▶ **Records to process**

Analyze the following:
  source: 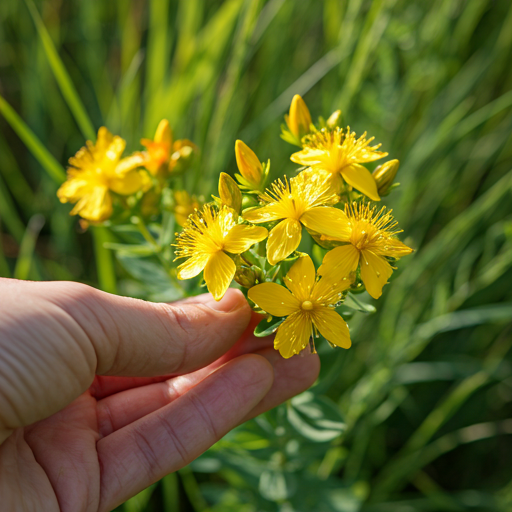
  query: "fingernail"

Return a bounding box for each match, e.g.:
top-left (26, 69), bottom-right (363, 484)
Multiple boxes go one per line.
top-left (204, 289), bottom-right (247, 313)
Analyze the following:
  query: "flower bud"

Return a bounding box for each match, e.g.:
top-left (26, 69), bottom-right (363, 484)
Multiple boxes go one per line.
top-left (326, 109), bottom-right (342, 129)
top-left (235, 140), bottom-right (263, 189)
top-left (286, 94), bottom-right (312, 139)
top-left (372, 159), bottom-right (399, 196)
top-left (154, 119), bottom-right (173, 146)
top-left (219, 172), bottom-right (242, 214)
top-left (234, 266), bottom-right (257, 288)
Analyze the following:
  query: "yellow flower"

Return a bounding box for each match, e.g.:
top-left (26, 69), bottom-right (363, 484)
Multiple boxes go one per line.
top-left (57, 127), bottom-right (148, 222)
top-left (318, 202), bottom-right (413, 299)
top-left (285, 94), bottom-right (312, 140)
top-left (141, 119), bottom-right (197, 176)
top-left (174, 205), bottom-right (268, 301)
top-left (235, 140), bottom-right (268, 192)
top-left (290, 127), bottom-right (387, 201)
top-left (173, 191), bottom-right (203, 227)
top-left (243, 171), bottom-right (350, 265)
top-left (248, 254), bottom-right (351, 358)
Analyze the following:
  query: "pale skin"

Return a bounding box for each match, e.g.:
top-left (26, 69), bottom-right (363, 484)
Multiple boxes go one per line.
top-left (0, 279), bottom-right (320, 512)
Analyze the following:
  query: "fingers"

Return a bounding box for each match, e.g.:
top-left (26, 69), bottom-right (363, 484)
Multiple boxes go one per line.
top-left (41, 283), bottom-right (252, 377)
top-left (97, 354), bottom-right (274, 511)
top-left (95, 339), bottom-right (319, 438)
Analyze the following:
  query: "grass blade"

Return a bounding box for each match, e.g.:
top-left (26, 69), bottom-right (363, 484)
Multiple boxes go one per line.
top-left (0, 94), bottom-right (66, 183)
top-left (23, 0), bottom-right (96, 141)
top-left (13, 214), bottom-right (45, 280)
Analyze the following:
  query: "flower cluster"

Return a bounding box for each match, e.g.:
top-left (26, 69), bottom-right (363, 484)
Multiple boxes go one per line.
top-left (58, 94), bottom-right (412, 359)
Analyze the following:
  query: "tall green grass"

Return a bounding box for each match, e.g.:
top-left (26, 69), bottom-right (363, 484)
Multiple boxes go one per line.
top-left (1, 0), bottom-right (512, 510)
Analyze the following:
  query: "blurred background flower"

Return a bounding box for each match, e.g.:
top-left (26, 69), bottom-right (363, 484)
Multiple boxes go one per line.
top-left (1, 0), bottom-right (512, 510)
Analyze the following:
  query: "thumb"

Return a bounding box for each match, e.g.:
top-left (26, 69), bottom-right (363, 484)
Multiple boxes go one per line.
top-left (37, 281), bottom-right (253, 377)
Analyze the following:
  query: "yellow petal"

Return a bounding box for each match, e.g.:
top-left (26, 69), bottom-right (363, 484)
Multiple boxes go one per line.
top-left (287, 94), bottom-right (312, 139)
top-left (248, 282), bottom-right (300, 317)
top-left (115, 153), bottom-right (145, 175)
top-left (374, 238), bottom-right (413, 259)
top-left (154, 119), bottom-right (173, 146)
top-left (301, 206), bottom-right (351, 240)
top-left (360, 249), bottom-right (393, 299)
top-left (223, 224), bottom-right (268, 254)
top-left (71, 186), bottom-right (112, 222)
top-left (177, 253), bottom-right (210, 280)
top-left (243, 203), bottom-right (287, 223)
top-left (57, 178), bottom-right (89, 203)
top-left (204, 251), bottom-right (236, 301)
top-left (235, 140), bottom-right (262, 186)
top-left (105, 135), bottom-right (126, 164)
top-left (267, 218), bottom-right (302, 265)
top-left (312, 308), bottom-right (351, 349)
top-left (283, 254), bottom-right (316, 302)
top-left (311, 273), bottom-right (352, 305)
top-left (95, 127), bottom-right (114, 153)
top-left (318, 244), bottom-right (360, 278)
top-left (341, 163), bottom-right (380, 201)
top-left (274, 311), bottom-right (312, 358)
top-left (110, 169), bottom-right (150, 195)
top-left (290, 147), bottom-right (325, 167)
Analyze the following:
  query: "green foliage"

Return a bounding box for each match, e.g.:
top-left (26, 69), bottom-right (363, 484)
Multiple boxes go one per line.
top-left (1, 0), bottom-right (512, 510)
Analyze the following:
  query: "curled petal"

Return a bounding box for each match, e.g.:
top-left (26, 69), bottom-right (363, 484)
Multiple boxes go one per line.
top-left (223, 224), bottom-right (268, 254)
top-left (204, 251), bottom-right (236, 301)
top-left (274, 311), bottom-right (312, 359)
top-left (284, 254), bottom-right (316, 302)
top-left (312, 309), bottom-right (351, 349)
top-left (360, 250), bottom-right (393, 299)
top-left (267, 218), bottom-right (302, 265)
top-left (177, 253), bottom-right (210, 280)
top-left (248, 283), bottom-right (300, 317)
top-left (301, 206), bottom-right (351, 240)
top-left (341, 163), bottom-right (380, 201)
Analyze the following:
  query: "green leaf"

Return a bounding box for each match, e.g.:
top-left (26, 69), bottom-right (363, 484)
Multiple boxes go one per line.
top-left (287, 391), bottom-right (346, 442)
top-left (254, 315), bottom-right (285, 337)
top-left (116, 253), bottom-right (183, 302)
top-left (342, 293), bottom-right (376, 313)
top-left (104, 242), bottom-right (157, 257)
top-left (259, 468), bottom-right (297, 501)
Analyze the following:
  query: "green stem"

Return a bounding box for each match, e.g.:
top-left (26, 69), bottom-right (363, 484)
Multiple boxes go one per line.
top-left (92, 226), bottom-right (117, 294)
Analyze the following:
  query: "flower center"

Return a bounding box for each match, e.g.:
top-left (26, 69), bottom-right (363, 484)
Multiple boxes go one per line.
top-left (301, 300), bottom-right (314, 311)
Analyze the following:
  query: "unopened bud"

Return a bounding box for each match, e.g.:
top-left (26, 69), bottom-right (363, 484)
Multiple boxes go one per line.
top-left (235, 140), bottom-right (263, 189)
top-left (326, 109), bottom-right (342, 129)
top-left (373, 159), bottom-right (399, 196)
top-left (286, 94), bottom-right (312, 139)
top-left (154, 119), bottom-right (173, 145)
top-left (219, 172), bottom-right (242, 214)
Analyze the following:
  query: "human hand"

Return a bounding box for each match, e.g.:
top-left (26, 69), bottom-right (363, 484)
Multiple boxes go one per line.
top-left (0, 278), bottom-right (319, 511)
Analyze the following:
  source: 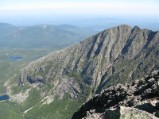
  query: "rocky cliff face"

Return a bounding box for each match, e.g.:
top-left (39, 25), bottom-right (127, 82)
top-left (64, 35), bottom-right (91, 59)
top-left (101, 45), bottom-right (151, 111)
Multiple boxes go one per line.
top-left (71, 70), bottom-right (159, 119)
top-left (19, 24), bottom-right (159, 100)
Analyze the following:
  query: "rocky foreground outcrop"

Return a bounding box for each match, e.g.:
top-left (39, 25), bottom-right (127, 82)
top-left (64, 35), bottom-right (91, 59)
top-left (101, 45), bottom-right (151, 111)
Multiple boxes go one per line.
top-left (71, 70), bottom-right (159, 119)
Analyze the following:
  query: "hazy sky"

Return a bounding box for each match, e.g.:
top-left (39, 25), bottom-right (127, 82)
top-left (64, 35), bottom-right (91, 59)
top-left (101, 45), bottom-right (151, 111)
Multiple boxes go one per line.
top-left (0, 0), bottom-right (159, 28)
top-left (0, 0), bottom-right (158, 16)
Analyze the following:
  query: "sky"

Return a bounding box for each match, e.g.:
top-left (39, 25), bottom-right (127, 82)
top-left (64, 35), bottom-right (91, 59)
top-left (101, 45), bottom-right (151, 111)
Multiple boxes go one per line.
top-left (0, 0), bottom-right (159, 29)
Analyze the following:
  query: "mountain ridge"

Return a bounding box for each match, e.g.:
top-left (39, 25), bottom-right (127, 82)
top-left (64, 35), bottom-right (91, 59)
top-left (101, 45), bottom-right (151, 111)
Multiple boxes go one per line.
top-left (5, 24), bottom-right (159, 119)
top-left (18, 24), bottom-right (159, 99)
top-left (0, 22), bottom-right (96, 49)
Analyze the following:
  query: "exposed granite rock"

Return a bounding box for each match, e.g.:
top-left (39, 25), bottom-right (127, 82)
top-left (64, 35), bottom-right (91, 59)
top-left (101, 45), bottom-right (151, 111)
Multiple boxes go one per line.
top-left (105, 106), bottom-right (158, 119)
top-left (84, 106), bottom-right (158, 119)
top-left (71, 70), bottom-right (159, 119)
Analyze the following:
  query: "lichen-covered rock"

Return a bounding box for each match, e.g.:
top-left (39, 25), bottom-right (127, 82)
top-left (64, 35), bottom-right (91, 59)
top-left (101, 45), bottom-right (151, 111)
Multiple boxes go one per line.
top-left (117, 106), bottom-right (157, 119)
top-left (81, 106), bottom-right (158, 119)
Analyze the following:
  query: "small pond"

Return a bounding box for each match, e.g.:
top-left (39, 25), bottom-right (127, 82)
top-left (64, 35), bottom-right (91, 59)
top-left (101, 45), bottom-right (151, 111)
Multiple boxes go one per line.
top-left (0, 94), bottom-right (9, 101)
top-left (8, 56), bottom-right (23, 61)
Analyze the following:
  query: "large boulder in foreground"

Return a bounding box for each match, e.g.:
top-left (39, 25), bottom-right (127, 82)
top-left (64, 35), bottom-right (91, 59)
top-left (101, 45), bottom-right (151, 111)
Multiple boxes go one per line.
top-left (83, 106), bottom-right (158, 119)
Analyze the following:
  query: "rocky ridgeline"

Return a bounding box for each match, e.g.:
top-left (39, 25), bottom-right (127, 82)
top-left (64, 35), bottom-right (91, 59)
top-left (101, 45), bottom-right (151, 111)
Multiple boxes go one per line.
top-left (71, 70), bottom-right (159, 119)
top-left (19, 24), bottom-right (159, 99)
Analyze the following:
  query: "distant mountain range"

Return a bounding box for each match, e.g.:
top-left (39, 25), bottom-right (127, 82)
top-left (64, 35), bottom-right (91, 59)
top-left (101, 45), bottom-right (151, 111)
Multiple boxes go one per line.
top-left (4, 24), bottom-right (159, 119)
top-left (0, 22), bottom-right (96, 49)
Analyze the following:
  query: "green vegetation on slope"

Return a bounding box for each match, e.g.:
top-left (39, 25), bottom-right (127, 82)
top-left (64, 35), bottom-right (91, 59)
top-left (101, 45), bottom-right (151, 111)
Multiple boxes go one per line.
top-left (0, 101), bottom-right (24, 119)
top-left (24, 97), bottom-right (84, 119)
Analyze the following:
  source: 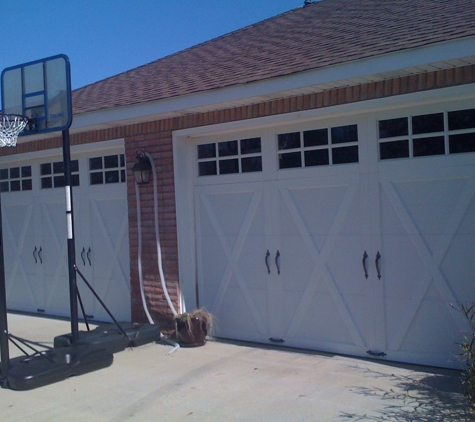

▶ **Try it**
Using the listing above, count the lines that contain the word "foreground" and state only that number.

▶ **Reply**
2